**To do:** Copy the data below line for line, changing nothing.

**Supplied data:**

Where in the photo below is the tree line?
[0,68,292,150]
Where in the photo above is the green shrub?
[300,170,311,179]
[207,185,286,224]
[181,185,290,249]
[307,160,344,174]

**Worked answer:**
Where in the photo below is the tree line?
[0,68,292,150]
Where in the photo above is the green shrub?
[300,170,311,179]
[207,185,286,224]
[181,185,290,249]
[307,160,344,174]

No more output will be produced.